Work to do >>
(1) Answer these from the Frost passage, one line each:
(a) Who played the lead in the 1977 radio play Three Days of Frost?
(b) Which publisher brought out the first novel in the UK?
(c) In which newspaper column was A Touch of Frost reviewed?
(2) For each statement, tell whether it agrees with the Frost passage, and quote the words that settle it:
(a) Ronnie Barker played the lead in Three Days of Frost.
(b) The first novel found a publisher in Canada in 1984.
(c) The TV series aired in 1990.
(3) Please retype the Frost passage between "It eventually found" and "UK by Constable.", inclusive.

Provided passage >>

______

Frost was too good a character to waste and so featured in a radio play Three Days of Frost in 1977, with Leslie Sands in the lead when the first casting choice, Ronnie Barker, was unavailable due to television commitments (ironically, with David Jason).  Another radio play, A Touch of Frost, followed in 1982, but still that first novel had yet to find a publisher.

 

It eventually found one – and excellent reviews – in Canada in 1984, twelve years after being rejected by Macmillan but still five more years went by before it was published in the UK by Constable.

 

This was 1989, when I was a brand new, spankingly enthusiastic member of the Crime Writers Association. It was at one of my first CWA social gatherings that I met Robert Barnard, who had recently returned from Canada. Robert had read my debut novel, which was flattering, and produced from his briefcase a paperback edition of something called Frost At Christmas which he proudly presented to me saying: ‘I read this on the plane coming home: it’s right up your street; it’s rude, crude and pretty rough.’

 

I loved it and when the novel of A Touch of Frost came out in 1990, I liked that even more, reviewing it enthusiastically in my Sunday Telegraph column. At a party, I met the Constable crime fiction editor and told him how much I liked the Frost books, adding that it was a pity but with those multiple plot threads and black humour, they were far too difficult to turn into a popular TV series. About a year later at another party, that Constable editor came up to me and simply said the words: “David Jason”.  The TV series aired in 1992 and is still going strong.

______

Entries supplied >>

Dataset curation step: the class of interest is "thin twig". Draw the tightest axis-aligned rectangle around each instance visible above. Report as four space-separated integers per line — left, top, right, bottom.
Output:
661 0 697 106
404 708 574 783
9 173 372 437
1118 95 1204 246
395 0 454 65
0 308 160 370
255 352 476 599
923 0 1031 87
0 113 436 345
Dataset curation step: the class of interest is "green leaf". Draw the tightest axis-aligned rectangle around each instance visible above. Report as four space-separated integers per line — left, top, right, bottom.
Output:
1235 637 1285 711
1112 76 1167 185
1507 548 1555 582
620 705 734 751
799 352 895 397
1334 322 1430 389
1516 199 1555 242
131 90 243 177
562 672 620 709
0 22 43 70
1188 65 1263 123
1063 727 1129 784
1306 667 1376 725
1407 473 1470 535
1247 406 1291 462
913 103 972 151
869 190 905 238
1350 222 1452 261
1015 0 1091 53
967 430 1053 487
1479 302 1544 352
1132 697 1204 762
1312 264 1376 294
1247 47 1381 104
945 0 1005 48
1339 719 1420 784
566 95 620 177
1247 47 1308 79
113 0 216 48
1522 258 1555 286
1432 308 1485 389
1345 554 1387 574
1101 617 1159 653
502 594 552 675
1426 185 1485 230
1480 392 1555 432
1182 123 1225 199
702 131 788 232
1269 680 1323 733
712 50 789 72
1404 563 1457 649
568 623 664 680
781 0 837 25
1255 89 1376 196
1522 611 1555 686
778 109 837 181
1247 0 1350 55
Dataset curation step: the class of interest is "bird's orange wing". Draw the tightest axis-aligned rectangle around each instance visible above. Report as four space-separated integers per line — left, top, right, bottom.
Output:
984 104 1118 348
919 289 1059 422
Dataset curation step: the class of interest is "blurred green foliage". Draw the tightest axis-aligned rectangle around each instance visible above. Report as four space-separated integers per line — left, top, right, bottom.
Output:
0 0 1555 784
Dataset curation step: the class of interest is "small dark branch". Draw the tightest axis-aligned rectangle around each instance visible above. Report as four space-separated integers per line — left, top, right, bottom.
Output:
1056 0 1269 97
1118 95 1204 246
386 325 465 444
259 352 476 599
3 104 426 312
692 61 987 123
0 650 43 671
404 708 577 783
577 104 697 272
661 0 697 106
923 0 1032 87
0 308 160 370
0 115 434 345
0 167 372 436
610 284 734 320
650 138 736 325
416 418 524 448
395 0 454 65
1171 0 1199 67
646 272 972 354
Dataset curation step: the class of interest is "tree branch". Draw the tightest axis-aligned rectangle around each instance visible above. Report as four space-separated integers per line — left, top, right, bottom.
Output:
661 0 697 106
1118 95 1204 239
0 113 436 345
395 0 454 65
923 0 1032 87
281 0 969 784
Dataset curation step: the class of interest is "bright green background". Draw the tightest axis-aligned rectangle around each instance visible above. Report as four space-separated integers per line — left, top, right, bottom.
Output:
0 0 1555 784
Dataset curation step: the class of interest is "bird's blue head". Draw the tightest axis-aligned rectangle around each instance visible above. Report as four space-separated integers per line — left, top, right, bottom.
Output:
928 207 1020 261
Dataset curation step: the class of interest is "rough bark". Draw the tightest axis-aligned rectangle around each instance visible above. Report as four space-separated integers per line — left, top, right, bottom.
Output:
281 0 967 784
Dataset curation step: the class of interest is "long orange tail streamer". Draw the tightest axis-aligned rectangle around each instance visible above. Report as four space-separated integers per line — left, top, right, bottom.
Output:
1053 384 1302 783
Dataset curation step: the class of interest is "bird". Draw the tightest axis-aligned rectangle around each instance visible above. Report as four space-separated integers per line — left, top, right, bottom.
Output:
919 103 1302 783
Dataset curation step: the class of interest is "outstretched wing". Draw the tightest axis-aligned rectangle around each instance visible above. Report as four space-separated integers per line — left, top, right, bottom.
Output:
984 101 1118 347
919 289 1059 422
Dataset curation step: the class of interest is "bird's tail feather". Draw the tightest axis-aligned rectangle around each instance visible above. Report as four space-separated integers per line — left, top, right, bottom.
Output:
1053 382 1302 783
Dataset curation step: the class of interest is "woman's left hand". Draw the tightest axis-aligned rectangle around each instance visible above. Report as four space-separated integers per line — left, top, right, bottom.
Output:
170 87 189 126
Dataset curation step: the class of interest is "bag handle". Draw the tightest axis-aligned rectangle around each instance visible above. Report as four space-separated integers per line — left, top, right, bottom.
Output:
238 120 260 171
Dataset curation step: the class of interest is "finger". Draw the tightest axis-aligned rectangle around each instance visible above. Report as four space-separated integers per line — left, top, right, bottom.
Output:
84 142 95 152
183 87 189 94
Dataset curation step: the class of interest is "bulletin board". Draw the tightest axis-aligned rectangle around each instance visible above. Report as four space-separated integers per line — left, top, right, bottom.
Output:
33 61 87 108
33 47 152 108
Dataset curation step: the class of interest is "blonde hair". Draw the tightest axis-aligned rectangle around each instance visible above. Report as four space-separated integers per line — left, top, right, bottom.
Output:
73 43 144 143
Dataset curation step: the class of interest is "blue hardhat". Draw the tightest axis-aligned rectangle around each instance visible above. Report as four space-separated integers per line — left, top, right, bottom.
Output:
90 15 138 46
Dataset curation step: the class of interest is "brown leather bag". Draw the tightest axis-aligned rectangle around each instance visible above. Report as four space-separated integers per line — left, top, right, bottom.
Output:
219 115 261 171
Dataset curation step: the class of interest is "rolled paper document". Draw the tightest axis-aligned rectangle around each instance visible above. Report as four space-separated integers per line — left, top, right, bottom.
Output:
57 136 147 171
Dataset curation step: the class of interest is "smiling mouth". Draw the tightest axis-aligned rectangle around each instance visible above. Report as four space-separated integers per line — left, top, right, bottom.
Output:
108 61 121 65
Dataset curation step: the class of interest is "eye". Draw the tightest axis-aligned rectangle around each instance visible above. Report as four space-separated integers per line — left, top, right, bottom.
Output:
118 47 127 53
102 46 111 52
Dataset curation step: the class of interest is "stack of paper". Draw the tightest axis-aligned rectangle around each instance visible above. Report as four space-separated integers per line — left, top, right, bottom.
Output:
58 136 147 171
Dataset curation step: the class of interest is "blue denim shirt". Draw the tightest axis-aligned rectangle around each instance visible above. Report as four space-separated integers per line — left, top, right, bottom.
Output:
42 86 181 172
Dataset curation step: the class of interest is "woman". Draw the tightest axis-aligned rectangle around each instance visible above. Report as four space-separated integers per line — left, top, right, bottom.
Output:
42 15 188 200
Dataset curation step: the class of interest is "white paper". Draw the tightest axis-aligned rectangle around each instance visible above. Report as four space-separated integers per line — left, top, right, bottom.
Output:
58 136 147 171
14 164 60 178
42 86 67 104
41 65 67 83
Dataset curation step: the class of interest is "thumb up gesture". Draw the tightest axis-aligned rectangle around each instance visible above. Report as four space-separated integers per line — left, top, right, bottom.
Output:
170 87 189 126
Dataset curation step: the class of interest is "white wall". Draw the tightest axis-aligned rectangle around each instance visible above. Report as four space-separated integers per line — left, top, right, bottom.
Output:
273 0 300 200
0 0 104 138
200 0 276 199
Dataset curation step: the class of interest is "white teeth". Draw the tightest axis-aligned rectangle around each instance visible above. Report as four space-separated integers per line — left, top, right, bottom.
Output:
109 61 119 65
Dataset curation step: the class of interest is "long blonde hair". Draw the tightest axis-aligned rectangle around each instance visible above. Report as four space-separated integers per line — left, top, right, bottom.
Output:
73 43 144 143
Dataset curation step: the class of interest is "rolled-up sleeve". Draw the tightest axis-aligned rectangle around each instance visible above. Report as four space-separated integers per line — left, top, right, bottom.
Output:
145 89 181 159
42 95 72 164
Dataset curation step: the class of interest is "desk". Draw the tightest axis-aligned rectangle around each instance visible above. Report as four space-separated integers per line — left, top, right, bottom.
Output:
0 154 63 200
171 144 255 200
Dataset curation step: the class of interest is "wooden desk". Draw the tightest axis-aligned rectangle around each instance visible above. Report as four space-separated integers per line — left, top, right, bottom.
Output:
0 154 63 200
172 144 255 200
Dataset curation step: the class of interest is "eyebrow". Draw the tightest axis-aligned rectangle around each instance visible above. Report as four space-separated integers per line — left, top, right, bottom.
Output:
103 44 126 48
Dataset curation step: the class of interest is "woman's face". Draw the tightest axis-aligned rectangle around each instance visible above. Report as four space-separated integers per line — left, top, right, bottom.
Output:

______

Answers given >>
(1)
(a) Leslie Sands
(b) Constable
(c) The Sunday Telegraph column

(2)
(a) No: "with Leslie Sands in the lead when the first casting choice, Ronnie Barker, was unavailable due to television commitments"
(b) Yes: "It eventually found one – and excellent reviews – in Canada in 1984"
(c) No: "The TV series aired in 1992"

(3)
It eventually found one – and excellent reviews – in Canada in 1984, twelve years after being rejected by Macmillan but still five more years went by before it was published in the UK by Constable.